→ What you need to do
Could you return every one of the lines below verbatim, unchanged and in their original order?

----------------

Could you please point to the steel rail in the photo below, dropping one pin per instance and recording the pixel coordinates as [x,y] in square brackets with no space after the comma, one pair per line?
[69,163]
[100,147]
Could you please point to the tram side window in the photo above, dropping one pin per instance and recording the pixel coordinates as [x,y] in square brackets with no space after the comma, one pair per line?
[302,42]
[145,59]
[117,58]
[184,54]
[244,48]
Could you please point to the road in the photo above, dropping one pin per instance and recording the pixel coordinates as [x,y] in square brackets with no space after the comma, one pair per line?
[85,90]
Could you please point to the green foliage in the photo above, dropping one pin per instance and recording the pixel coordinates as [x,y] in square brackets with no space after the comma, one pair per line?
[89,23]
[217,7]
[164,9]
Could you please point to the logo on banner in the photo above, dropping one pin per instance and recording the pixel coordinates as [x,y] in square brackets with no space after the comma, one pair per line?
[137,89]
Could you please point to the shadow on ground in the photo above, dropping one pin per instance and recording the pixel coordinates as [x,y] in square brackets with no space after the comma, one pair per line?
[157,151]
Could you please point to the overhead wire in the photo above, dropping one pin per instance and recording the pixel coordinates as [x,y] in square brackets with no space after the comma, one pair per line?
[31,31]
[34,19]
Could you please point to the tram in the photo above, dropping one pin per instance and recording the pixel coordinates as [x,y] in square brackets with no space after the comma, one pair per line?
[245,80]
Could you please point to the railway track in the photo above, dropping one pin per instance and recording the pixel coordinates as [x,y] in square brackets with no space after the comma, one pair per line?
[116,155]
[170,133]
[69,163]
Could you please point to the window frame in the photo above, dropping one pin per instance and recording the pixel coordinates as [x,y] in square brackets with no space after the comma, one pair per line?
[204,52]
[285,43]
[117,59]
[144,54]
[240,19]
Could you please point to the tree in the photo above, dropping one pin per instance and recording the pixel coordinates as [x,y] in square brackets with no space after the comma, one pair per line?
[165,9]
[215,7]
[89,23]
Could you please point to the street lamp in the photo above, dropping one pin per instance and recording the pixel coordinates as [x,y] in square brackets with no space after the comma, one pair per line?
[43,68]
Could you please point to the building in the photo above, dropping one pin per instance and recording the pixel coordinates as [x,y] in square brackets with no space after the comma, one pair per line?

----------------

→ Solved problem
Could you please point to the steel rail in the photo below, dropping one pin per instance and recording the pixel coordinates as [x,y] in square brackets with no space after the comma, one pair per line?
[69,163]
[100,147]
Could you please point to the tram side window in the photo above, dropping one pin per instance and recording the pixel coordinates as [x,y] in square brackets with no space after the comma, one pair per line?
[302,42]
[145,59]
[117,58]
[184,54]
[244,48]
Could you please point to the road in the photo above, dropping one pin per instance and recording the pixel coordinates as [x,y] in square brackets with no space after the comma, one pair per line?
[85,90]
Could you please point to the green foliage in the photo above, dropping one pin per instance and recording the pixel coordinates as [x,y] in square brackets with no space after the comma, one pair per line?
[89,23]
[217,7]
[164,9]
Could you please point to the logo on banner in the photo above, dropping one pin per instance and recording the pixel coordinates as [x,y] in square brackets with no space after the comma, one pair per line?
[137,89]
Could you please point to the shadow on ground in the photo above, dropping one pin per instance and recording the pixel coordinates as [x,y] in square brackets with no space after the comma, one pair per line?
[157,151]
Could you please point to the overhead wire in the photo above, dropping one pin per instance and recording the pixel coordinates as [x,y] in square brackets with no space after the comma, one pair per line?
[31,31]
[34,19]
Could you please point to the tram in the photo above, dropping one pin per instance and recording the pixel coordinates as [x,y] in square brackets with no space after the comma, one pair per line?
[245,80]
Could you please point to the railway track in the photo above, dropping one pin per instance and recording the pixel coordinates as [x,y] in square brackets with no space after the comma, one pair per line?
[116,155]
[170,133]
[69,163]
Could you please point to the window frame in the photo above, dropping one pin per instance and recording the pixel coordinates as [x,y] in square brackets with no space after the comma, one pair per line?
[204,52]
[285,43]
[117,59]
[144,54]
[240,19]
Could you please point to the tree in the photo above, dropping one pin per instance and recording the pixel coordinates as [x,y] in square brackets with no space after the comma, one pair per line?
[165,9]
[215,7]
[89,23]
Could you please point to the street lamp in the photo above, dropping one pin per instance and recording the pixel coordinates as [x,y] in square brackets with no space after the comma, one pair per line?
[43,68]
Could you please point to the building in the photo above, dropping one pin per instance and recording the pixel coordinates as [x,y] in square brackets with no space after the comma, one pair per line?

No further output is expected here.